**Data entries**

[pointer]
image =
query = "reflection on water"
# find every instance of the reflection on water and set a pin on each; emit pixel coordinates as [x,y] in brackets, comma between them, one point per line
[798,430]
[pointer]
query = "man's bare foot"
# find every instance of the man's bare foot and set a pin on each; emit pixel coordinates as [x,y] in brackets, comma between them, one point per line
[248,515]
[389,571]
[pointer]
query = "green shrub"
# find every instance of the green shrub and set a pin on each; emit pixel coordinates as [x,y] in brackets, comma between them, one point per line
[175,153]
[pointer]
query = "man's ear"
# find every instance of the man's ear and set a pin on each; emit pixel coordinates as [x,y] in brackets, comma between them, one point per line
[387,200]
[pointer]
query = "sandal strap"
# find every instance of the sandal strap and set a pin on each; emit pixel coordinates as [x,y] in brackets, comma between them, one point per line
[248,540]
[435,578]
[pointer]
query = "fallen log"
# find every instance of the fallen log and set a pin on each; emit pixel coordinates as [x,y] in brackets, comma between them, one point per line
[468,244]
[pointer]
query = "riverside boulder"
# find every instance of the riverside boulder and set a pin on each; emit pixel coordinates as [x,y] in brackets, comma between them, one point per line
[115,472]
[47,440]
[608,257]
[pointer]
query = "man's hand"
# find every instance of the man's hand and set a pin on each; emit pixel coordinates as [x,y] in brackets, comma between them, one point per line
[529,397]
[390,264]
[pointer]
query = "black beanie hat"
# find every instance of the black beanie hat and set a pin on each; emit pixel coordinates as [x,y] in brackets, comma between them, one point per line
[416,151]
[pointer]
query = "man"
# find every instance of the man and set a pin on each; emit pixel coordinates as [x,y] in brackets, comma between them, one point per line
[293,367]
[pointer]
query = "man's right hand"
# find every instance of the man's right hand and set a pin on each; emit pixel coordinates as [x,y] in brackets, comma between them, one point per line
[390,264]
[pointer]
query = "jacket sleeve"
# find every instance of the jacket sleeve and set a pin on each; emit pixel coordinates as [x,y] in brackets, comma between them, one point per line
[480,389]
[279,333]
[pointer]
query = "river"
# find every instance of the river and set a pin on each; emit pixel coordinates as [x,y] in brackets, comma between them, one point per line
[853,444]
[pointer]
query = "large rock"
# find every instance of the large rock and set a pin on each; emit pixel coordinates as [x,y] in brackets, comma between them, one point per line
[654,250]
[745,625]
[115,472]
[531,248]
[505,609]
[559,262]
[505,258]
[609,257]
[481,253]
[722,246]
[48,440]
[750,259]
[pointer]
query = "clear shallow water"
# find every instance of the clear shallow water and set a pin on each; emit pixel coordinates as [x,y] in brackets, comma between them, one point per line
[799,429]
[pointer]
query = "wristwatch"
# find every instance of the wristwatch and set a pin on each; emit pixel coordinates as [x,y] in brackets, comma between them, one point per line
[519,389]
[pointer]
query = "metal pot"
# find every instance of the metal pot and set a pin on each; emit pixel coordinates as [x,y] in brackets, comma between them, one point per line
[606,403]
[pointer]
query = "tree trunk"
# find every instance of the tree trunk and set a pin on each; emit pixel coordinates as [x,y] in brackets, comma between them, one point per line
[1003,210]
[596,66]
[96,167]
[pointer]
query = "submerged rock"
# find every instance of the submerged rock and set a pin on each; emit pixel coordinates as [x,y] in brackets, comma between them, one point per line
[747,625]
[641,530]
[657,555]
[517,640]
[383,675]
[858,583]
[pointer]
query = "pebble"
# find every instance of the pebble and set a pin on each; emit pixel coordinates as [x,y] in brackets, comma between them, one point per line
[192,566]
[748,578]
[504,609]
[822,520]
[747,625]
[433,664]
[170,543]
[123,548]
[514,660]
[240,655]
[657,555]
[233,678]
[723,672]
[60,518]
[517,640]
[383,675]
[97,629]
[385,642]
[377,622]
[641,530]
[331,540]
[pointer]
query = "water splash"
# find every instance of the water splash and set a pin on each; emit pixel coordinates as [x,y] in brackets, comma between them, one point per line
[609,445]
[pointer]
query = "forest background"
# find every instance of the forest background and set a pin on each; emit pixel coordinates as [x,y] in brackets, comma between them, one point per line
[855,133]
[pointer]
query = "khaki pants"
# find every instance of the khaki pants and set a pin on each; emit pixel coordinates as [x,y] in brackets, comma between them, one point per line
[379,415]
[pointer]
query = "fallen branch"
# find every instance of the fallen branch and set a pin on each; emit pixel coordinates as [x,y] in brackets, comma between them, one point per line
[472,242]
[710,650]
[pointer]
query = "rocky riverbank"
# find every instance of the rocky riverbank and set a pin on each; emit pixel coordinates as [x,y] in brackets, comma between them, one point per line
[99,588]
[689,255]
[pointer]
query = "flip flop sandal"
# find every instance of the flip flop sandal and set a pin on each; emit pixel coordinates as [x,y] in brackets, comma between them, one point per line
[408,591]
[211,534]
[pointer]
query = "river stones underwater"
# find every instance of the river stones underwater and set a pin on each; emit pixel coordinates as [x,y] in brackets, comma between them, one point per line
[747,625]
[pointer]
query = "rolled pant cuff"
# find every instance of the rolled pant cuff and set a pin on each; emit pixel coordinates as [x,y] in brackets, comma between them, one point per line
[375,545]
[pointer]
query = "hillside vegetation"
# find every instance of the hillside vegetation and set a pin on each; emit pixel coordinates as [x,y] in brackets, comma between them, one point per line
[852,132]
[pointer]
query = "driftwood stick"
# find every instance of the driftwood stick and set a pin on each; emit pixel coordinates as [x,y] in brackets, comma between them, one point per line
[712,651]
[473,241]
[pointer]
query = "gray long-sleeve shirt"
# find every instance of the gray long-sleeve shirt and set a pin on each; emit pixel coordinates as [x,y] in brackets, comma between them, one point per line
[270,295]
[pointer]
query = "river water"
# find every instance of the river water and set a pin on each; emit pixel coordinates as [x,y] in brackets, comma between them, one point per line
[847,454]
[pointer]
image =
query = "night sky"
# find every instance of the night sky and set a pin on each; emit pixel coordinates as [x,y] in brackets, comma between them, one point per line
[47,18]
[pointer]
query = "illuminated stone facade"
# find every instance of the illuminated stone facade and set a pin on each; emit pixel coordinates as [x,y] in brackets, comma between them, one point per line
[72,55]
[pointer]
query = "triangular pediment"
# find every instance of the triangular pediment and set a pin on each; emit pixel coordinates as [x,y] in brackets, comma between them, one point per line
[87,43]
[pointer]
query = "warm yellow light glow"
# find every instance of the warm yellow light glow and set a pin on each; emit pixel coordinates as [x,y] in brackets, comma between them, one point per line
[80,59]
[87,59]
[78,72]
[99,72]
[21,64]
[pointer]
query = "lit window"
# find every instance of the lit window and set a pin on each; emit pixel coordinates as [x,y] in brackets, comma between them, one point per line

**Given instruction**
Count the lines in the entries above that contain the word "pants", and give only that number.

**Result**
2